(Extracted data entries)
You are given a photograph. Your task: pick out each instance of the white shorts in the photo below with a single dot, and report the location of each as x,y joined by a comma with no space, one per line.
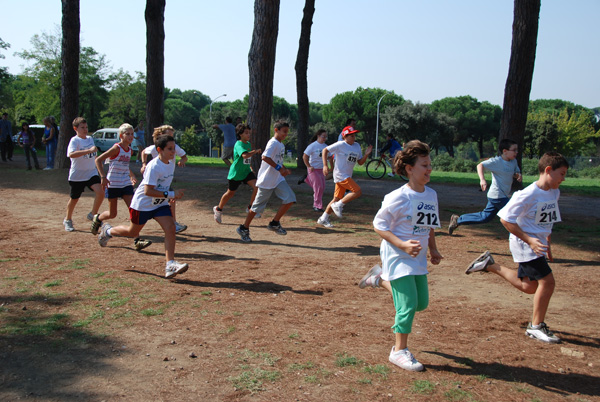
282,191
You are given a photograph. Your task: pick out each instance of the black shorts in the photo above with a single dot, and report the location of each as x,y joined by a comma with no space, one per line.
534,269
235,184
77,187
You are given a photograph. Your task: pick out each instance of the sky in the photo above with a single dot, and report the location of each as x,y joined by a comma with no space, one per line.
423,50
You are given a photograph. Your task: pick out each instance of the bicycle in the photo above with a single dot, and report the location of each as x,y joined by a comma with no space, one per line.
377,167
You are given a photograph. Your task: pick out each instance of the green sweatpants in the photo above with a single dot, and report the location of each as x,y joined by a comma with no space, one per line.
410,294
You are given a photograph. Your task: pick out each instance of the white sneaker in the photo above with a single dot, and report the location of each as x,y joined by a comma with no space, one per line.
103,236
217,214
324,222
337,208
480,263
371,278
541,333
68,225
174,268
258,214
404,359
179,227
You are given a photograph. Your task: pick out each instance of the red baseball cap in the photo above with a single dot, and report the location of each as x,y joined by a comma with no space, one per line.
349,130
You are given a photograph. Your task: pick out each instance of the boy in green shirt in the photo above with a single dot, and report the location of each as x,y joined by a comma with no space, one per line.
239,171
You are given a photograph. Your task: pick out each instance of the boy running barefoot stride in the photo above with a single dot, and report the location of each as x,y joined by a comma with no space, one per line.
529,217
150,201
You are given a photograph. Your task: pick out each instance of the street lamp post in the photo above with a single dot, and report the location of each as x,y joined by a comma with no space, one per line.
211,102
377,123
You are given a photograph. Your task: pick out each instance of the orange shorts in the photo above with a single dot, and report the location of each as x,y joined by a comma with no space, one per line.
341,187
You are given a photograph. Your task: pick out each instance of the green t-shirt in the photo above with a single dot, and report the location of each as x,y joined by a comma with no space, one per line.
240,168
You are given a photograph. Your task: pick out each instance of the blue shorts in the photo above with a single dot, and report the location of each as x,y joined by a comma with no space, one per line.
112,192
534,269
77,187
141,217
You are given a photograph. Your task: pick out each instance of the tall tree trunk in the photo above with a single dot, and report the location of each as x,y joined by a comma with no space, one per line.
69,91
520,71
302,80
261,66
155,66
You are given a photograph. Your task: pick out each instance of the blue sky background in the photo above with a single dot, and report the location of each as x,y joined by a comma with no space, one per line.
424,50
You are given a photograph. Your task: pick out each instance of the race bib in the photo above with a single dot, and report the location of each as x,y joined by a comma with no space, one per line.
547,213
425,214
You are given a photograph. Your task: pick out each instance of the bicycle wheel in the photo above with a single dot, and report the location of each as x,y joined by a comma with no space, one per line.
375,169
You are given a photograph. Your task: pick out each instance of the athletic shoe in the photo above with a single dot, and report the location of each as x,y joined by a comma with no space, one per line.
325,222
258,214
406,360
68,225
175,268
371,278
542,333
277,229
141,244
453,224
103,236
480,263
96,223
218,214
244,233
337,208
179,227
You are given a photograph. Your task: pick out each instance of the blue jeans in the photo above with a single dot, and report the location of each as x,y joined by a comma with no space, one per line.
50,152
491,209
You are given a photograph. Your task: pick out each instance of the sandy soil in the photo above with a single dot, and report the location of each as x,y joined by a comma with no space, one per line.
280,319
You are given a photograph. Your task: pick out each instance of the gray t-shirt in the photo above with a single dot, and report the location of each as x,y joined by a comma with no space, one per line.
228,134
502,175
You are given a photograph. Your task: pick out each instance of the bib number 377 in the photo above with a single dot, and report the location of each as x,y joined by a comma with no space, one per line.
425,214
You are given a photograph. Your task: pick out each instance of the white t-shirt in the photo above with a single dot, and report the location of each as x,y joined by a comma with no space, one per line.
159,175
346,156
84,167
535,211
315,154
502,176
268,177
151,150
410,216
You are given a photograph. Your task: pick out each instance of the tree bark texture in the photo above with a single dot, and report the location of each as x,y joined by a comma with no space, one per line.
302,80
155,66
520,71
69,90
261,66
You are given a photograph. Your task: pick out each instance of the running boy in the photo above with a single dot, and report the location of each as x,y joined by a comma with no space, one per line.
504,168
151,150
271,179
149,203
119,181
529,216
346,153
405,222
83,173
239,171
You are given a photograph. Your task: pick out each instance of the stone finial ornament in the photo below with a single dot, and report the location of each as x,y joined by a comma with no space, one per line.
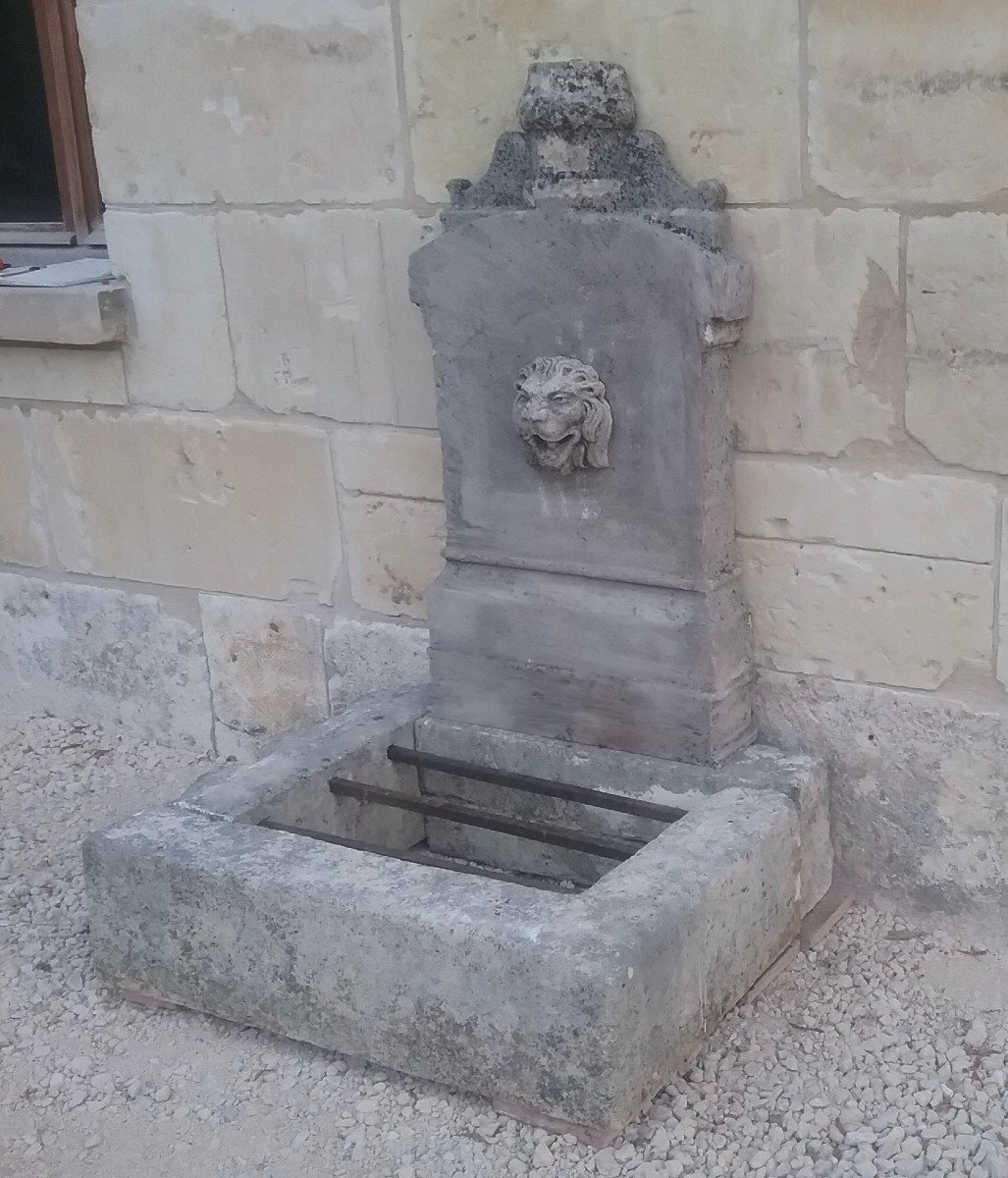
579,145
561,415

(Task objective) Print, exactly and only, the lines running from the line with "of the gray" through the last line of the data, including both. Skip any picture.

(The answer)
You are given a photograph. Your task: pick out each instance of the gray t-shirt in the photo above with a single dot, and report the location of each as x,y joined by a comma with no space, one per line.
228,134
502,175
You are given a photograph. Your task: pick out each instance of the bib number 377 in the photo above with a single dot, and report the location of each as x,y joined by a comma with no space, one per line.
425,214
You are given a photograph. Your task: pick out each instance of the white t-shirt in the photo above with a single dot, and report the location of each as x,y joined by a comma with no space, one per line.
159,175
346,156
84,167
535,211
315,154
502,176
268,177
151,150
410,216
You are given a photograph. Your task: pick out each instance of the tree bark texture in the photo above with a single dot, and report the location of each as x,y joined by a comma with no space, one per line.
302,80
155,66
520,71
69,90
261,66
You are given a photograph. Your task: pick out each instance of the running boy in the photo above with a single dot, and report the location of each as x,y joined by a comma with no space, one per line.
504,168
151,150
271,179
149,203
119,181
529,216
346,153
405,222
83,173
239,171
You are given a photograph. Your task: pick out each instance of the stone finial ornament in the photo below with a single dot, and report the location of each as x,y joined by a comma with no space, one per line.
579,145
561,415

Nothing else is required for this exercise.